Dataset entries

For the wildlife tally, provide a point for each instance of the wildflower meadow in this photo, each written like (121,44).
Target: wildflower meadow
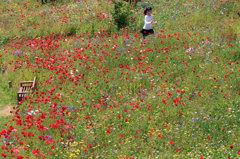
(104,92)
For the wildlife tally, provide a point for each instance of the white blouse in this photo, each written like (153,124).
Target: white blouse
(148,24)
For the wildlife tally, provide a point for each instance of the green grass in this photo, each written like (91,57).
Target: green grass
(174,96)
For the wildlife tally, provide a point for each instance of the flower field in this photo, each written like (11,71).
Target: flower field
(107,93)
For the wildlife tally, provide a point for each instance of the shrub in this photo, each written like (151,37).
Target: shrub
(121,14)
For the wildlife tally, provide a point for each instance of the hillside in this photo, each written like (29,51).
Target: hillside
(104,92)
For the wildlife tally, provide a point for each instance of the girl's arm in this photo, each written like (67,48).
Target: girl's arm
(147,20)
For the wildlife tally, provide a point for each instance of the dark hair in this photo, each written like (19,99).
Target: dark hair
(147,9)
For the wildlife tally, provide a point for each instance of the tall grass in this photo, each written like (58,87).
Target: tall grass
(104,93)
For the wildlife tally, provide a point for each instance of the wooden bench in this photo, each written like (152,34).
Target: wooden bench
(26,87)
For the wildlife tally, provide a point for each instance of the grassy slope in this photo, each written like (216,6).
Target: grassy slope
(209,107)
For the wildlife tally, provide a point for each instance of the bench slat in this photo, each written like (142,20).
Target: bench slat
(26,87)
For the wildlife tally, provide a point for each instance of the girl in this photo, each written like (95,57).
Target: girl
(147,29)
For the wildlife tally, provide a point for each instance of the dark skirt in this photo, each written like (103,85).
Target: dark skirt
(146,32)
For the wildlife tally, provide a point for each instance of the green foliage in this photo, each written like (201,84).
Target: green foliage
(121,14)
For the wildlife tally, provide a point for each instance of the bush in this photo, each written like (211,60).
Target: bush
(133,2)
(121,14)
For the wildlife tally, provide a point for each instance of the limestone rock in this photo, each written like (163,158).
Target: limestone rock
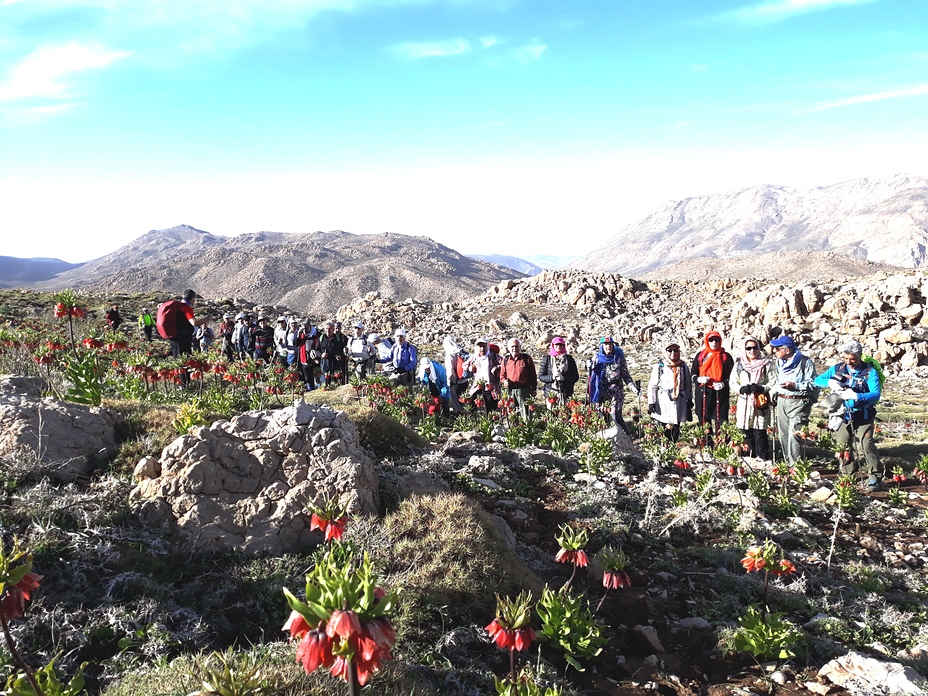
(860,674)
(243,484)
(68,437)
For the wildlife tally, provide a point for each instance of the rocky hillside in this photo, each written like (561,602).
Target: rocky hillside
(885,311)
(779,265)
(513,262)
(15,271)
(879,220)
(310,272)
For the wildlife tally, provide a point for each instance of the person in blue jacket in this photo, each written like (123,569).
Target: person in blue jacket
(858,385)
(608,376)
(405,358)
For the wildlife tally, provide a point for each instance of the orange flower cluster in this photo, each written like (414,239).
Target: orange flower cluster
(758,558)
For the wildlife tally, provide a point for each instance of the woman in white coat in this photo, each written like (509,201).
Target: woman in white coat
(753,370)
(670,392)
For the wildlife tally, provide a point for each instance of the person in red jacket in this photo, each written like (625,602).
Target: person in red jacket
(518,375)
(711,372)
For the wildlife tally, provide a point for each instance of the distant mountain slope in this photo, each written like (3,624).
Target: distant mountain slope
(515,263)
(15,271)
(315,272)
(879,220)
(819,266)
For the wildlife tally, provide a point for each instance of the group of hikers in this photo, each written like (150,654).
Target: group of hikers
(775,392)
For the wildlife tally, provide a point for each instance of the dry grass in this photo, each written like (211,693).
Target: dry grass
(448,558)
(379,433)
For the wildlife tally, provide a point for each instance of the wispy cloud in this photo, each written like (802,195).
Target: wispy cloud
(414,50)
(916,91)
(530,52)
(778,10)
(41,74)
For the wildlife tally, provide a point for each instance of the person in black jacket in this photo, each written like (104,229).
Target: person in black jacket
(332,351)
(558,372)
(711,371)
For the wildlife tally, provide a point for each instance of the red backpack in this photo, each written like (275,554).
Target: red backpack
(166,318)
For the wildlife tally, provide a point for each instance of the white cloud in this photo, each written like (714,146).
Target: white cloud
(917,91)
(530,52)
(778,10)
(40,73)
(432,49)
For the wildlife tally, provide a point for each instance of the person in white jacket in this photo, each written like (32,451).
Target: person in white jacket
(670,392)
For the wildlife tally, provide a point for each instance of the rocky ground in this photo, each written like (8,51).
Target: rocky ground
(127,597)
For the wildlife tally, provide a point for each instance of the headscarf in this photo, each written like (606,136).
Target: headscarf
(711,358)
(754,366)
(674,366)
(602,357)
(554,352)
(451,345)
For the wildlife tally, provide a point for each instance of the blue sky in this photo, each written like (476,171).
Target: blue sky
(493,126)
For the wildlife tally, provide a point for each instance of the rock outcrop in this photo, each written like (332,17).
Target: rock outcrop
(66,437)
(243,483)
(886,312)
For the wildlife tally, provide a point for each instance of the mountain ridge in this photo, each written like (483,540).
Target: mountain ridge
(879,219)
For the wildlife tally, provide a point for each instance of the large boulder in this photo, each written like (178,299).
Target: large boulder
(244,483)
(66,438)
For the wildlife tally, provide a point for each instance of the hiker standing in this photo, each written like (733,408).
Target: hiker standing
(458,377)
(608,376)
(359,351)
(182,341)
(793,390)
(518,376)
(857,382)
(262,338)
(558,372)
(146,323)
(484,367)
(670,392)
(712,368)
(113,318)
(752,372)
(405,358)
(226,332)
(332,351)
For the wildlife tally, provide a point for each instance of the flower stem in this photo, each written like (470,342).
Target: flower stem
(17,657)
(354,688)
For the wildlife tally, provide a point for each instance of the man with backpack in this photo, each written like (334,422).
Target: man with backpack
(793,390)
(859,386)
(359,352)
(176,322)
(518,376)
(405,358)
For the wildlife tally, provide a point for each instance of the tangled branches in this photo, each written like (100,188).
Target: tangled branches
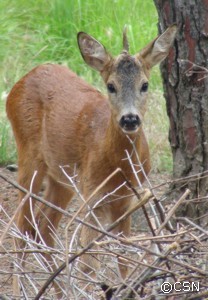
(163,262)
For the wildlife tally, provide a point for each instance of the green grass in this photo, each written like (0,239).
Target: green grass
(38,31)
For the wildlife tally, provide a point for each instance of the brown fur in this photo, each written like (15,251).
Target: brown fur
(60,120)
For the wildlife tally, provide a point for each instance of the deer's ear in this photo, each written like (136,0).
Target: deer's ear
(159,48)
(93,53)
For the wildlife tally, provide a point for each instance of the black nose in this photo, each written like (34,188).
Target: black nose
(130,122)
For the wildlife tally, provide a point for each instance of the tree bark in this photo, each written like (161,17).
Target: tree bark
(186,93)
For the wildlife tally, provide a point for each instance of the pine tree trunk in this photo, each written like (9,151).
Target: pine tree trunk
(186,94)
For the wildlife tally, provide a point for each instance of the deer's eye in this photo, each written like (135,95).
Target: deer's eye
(144,87)
(111,88)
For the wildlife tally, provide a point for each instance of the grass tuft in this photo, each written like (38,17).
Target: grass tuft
(35,32)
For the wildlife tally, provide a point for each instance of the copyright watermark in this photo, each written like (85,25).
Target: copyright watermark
(180,286)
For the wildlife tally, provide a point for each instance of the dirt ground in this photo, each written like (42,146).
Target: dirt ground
(8,204)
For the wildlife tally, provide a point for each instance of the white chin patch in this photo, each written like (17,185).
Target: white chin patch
(133,131)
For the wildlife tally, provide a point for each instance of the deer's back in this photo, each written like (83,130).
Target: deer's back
(58,112)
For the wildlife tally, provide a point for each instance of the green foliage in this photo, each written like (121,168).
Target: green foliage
(39,31)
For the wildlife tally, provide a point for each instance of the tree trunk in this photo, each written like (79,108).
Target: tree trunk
(186,93)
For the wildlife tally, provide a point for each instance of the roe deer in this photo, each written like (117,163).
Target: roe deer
(60,120)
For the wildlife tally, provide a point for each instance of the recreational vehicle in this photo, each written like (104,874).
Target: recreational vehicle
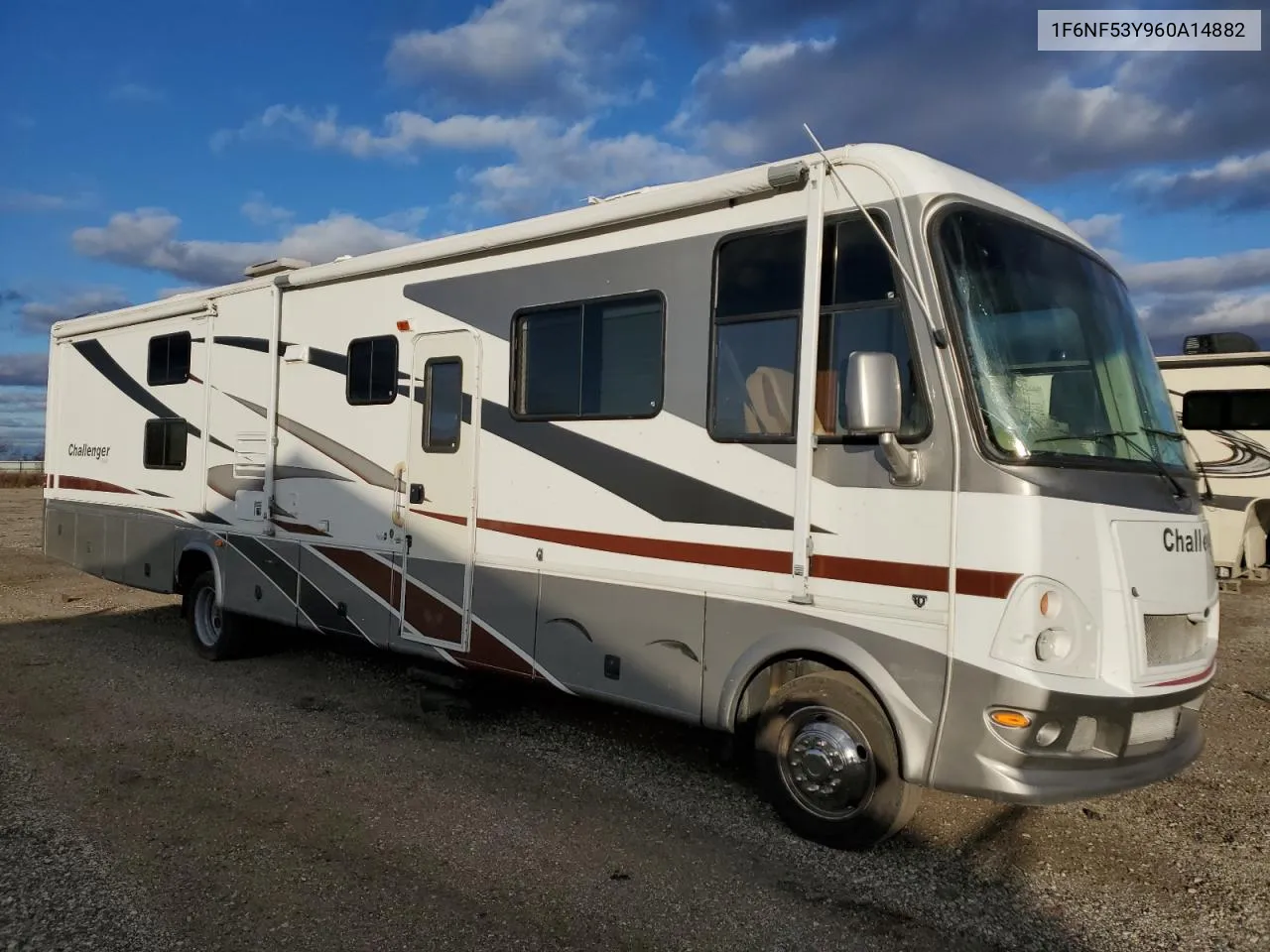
(1222,398)
(855,456)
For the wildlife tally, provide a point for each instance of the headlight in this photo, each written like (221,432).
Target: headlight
(1047,629)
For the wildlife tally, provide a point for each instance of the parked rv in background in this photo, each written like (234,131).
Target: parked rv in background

WHAT YOU NEED TO DO: Would you copy out every line in the records that includes the string "parked"?

ANSWER TO THIS EXERCISE:
For the wildlife tally, provide a point for each instance of the parked rv in background in this photo, each written like (234,131).
Target: parked rv in background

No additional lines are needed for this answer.